(Source text)
────

Toxteth and Turner: "Turner Prize winners show how the soul can be put back into regeneration schemes"

An extraordinary project was nominated for the Turner Prize:
Futures Forum: Toxteth and Turner: "It has taken the Turner prize to highlight that there is an alternative to replacing low-income housing with expensive flats."

And the winner is
Turner Prize | Tate

... the very same people behind the rejuvenated housing estate:
Turner Prize 2015 winner is Assemble for helping Liverpool's Toxteth estate | Daily Mail Online
Assemble win Turner Prize with run-down housing estate
Turner Prize: Assemble win for Liverpool housing scheme - BBC News
Urban regenerators Assemble become first 'non-artists' to win Turner prize | Art and design | The Guardian
Turner Prize: Liverpool’s Toxteth estate regeneration collective Assemble win prestigious art prize | Art | Culture | The Independent

This comment is from yesterday's Liverpool Echo:

Bill Gleeson: Turner Prize winners show how the soul can be put back into regeneration schemes

We have long seen how the culture and history of a place can be imaginatively harnessed for regenerative projects

Granby Four streets in Toxteth have won the Turner Prize for their regeneration. Beaconsfield Street
Granby Four streets in Toxteth have won the Turner Prize for their regeneration. Beaconsfield Street
Restoration has been a key idea in world art and literature throughout the ages.
You find the theme in anything from the Biblical prophets to William Shakespeare and James Joyce and beyond.
Economic regeneration, such as we have seen in many parts of our inner-cities over recent decades, often links into this theme of restoration, as with the Albert Dock in Liverpool, Salford Quays and Canary Wharf on London’s Isle of Dogs. These once deeply derelict places have been given a new lease of life.
We have long seen how the culture and history of a place can be imaginatively harnessed for regenerative projects, with museums and art galleries at the forefront of such schemes.
While many regeneration schemes have involved major institutions, such as Tate Liverpool or the Guggenheim Museum in Bilbao, what is really fantastic about the Liverpool project that won this year’s Turner Prize, is to see how a community-based regeneration scheme in Toxteth has been able to incorporate the imaginative work of a collective of artists to enhance life in the inner-city.

────

(Data listing)
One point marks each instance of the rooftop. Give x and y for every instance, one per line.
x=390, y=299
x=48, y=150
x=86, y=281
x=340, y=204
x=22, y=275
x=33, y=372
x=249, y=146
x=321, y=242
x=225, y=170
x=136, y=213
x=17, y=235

────

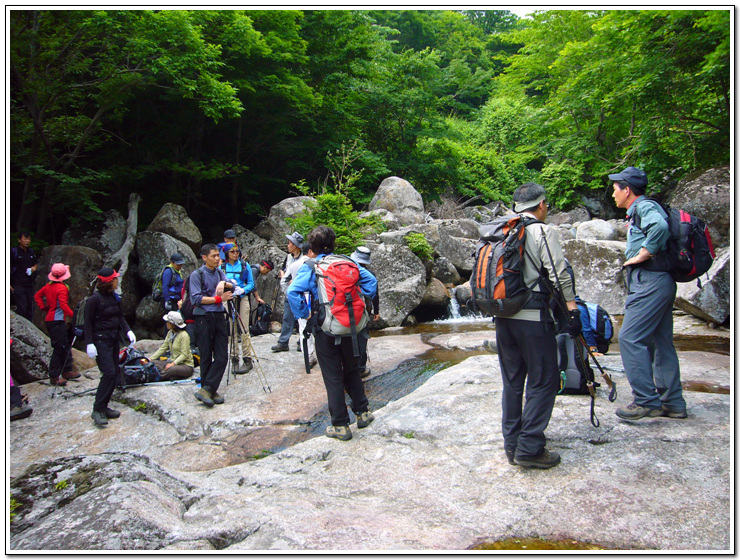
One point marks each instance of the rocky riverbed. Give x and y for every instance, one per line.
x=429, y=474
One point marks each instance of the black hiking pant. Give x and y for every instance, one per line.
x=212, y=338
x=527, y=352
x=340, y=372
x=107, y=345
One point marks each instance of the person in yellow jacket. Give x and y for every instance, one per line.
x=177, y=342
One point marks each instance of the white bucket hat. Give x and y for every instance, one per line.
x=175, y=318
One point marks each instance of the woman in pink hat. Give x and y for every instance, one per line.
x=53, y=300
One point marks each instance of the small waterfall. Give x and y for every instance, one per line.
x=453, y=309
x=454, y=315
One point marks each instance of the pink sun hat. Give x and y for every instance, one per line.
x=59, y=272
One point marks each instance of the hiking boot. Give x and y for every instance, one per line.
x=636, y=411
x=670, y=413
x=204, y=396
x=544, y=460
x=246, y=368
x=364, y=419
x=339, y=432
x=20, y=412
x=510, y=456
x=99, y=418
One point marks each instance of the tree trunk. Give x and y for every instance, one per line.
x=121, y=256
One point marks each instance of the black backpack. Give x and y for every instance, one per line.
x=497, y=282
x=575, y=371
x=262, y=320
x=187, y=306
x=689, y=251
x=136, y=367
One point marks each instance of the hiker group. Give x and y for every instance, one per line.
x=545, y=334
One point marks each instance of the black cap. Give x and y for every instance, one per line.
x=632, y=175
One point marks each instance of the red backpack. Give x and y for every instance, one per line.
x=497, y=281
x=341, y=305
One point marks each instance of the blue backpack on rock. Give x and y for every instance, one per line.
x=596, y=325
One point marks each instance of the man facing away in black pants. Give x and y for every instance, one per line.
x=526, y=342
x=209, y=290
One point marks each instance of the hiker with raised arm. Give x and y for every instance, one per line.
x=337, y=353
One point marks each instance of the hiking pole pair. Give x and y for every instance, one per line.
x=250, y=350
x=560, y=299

────

(Written instruction 1)
List the once-derelict places that the Turner Prize and Toxteth text gives as examples of economic regeneration.
(Written instruction 2)
In the Turner Prize and Toxteth text, which streets in Toxteth won the Turner Prize for their regeneration?
(Written instruction 3)
Go on with the Turner Prize and Toxteth text from the point where it stops.
The lines are separate material and have nothing to do with the Turner Prize and Toxteth text.

(Right answer 1)
- The Albert Dock in Liverpool
- Salford Quays
- Canary Wharf on London's Isle of Dogs

(Right answer 2)
The Granby Four streets.

(Right answer 3)
Unveiled in Glasgow earlier this week, the prestigious £25,000 prize went to Assemble, a group of young architects, who, unusually for Turner Prize winners, are doing something useful. In contrast, some former winners, such as Damien Hirst’s and Martin Creed’s pieces have been very abstract.
The restoration of Victorian terraced houses in the streets around Granby using many crafted materials certainly beats sticking up more soulless brick or concrete boxes designed to cram in as many people as possible. Indeed, just last week, the Royal Institute of British Architects warned about the proliferation of homes that are, they say, too small for purpose.
The Toxteth scheme, known as Granby 4 Streets, shows what can be done when people are empowered and their imagination is called upon.
Better still, many of the crafted materials, including fireplaces, balustrades and doorknobs, are made at an on site workshop, which is beginning to sell some of its wares online.
Such imaginative projects don’t just restore the physical buildings, they restore the soul too and inspire others to follow their example by building communities that people really want to live in and take pride in.
Long may it last.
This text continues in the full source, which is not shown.